* _Instruction A_: In the forum thread about iTunes HD playback, what does the pop-up message say a computer must have to play the film?
* _Instruction B_: Give the portion of the forum thread about iTunes HD playback starting with "## Mattwilko92 (Aug" and going on through "(Feb 18, 2007)", changing "resolution settings" to "display settings".

* _Quoted text_:
((

# slowly hating apple and itunes more and more!!



## WhiteRoc_170 (Jan 31, 2013)

so just bought the new dawn of the plant of the apes through itunes on my laptop. now my laptop is a decent spec. bought with the intention of then connecting the hdmi lead to my laptop and watching it through my tv.

press play and a message pops up saying..

Dawn of the plant of the apes cannot be played in HD.
to play Dawn of the planet of the apes your computer must have windows 7 and a built in display that supports HDCP. 
so iv just wasted £9.99 for a film i cant watch unless i use my ipad. well isnt that just great! 

any tech ppl out there know a way round this. :wall:


----------



## Mattwilko92 (Aug 4, 2008)

When you plug your TV into your laptops I would go into SYSTEM PREFRENCES > DISPLAY > TV and play around with the resolution settings and see if that helps it.


----------



## danwel (Feb 18, 2007)

You could've bought it on DVD or Blu ray for that price?? i know that defeats the object slightly


----------



## WhiteRoc_170 (Jan 31, 2013)

Mattwilko92 said:


> When you plug your TV into your laptops I would go into SYSTEM PREFRENCES > DISPLAY > TV and play around with the resolution settings and see if that helps it.

))

* _Source material_:

((

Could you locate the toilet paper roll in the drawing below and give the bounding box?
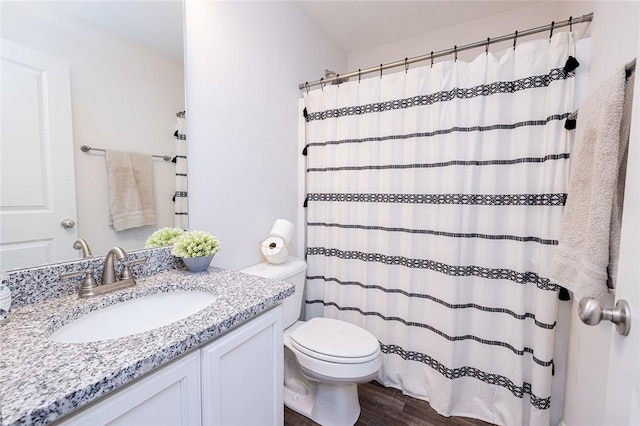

))

* _Problem solution A_: Windows 7 and a built-in display that supports HDCP.

* _Problem solution B_:
## Mattwilko92 (Aug 4, 2008)

When you plug your TV into your laptops I would go into SYSTEM PREFRENCES > DISPLAY > TV and play around with the display settings and see if that helps it.


----------



## danwel (Feb 18, 2007)